§ **Aim of the exercise**
Return exactly the lines below, starting with the one that has "For every instance of the tree" and going on through the one that has "For every instance of the snow".

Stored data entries

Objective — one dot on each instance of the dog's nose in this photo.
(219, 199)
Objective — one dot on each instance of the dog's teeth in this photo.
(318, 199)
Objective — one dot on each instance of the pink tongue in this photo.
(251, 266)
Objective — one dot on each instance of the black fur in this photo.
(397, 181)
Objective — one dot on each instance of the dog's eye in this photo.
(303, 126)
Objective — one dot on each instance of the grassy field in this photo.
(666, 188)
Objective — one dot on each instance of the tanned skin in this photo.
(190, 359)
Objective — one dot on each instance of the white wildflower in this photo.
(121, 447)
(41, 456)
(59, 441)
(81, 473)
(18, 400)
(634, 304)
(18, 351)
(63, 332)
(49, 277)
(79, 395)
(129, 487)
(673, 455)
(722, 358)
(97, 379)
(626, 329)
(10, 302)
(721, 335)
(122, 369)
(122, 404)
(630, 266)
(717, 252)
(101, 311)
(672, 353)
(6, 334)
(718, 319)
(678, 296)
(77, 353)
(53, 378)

--

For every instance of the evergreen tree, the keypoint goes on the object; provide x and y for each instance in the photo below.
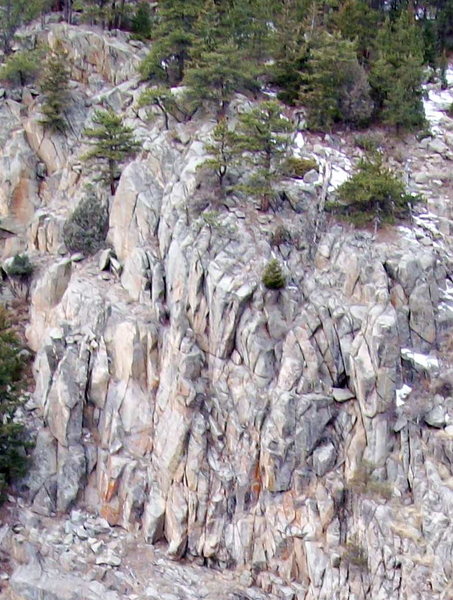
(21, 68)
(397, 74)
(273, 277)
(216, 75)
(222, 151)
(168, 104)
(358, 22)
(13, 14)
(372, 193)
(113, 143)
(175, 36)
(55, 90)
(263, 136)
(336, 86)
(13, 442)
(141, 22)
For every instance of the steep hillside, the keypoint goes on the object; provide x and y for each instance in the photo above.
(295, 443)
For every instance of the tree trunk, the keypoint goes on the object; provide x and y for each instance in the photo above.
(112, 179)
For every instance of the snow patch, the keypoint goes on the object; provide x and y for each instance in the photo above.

---

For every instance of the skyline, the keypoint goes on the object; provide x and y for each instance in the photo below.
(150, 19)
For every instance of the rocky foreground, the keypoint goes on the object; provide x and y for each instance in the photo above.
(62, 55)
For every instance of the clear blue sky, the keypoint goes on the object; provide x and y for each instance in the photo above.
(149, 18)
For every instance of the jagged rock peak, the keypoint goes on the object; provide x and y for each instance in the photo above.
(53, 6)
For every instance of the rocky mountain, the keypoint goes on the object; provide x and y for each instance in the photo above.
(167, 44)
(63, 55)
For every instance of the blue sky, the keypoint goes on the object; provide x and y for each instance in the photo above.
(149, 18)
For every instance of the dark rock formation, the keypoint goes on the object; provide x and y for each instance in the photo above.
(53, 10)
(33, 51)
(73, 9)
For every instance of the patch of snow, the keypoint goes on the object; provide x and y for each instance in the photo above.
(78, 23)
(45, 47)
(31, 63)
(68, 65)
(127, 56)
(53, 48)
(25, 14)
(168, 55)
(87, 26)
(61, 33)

§ **Solved exercise**
For every instance of the tree trunk, the keypoint goes on the object; provide x and y for each instance in the photo above.
(112, 179)
For every instance of the snow patch, the keypoint goes on the object; provide x and y for each instance in the photo above.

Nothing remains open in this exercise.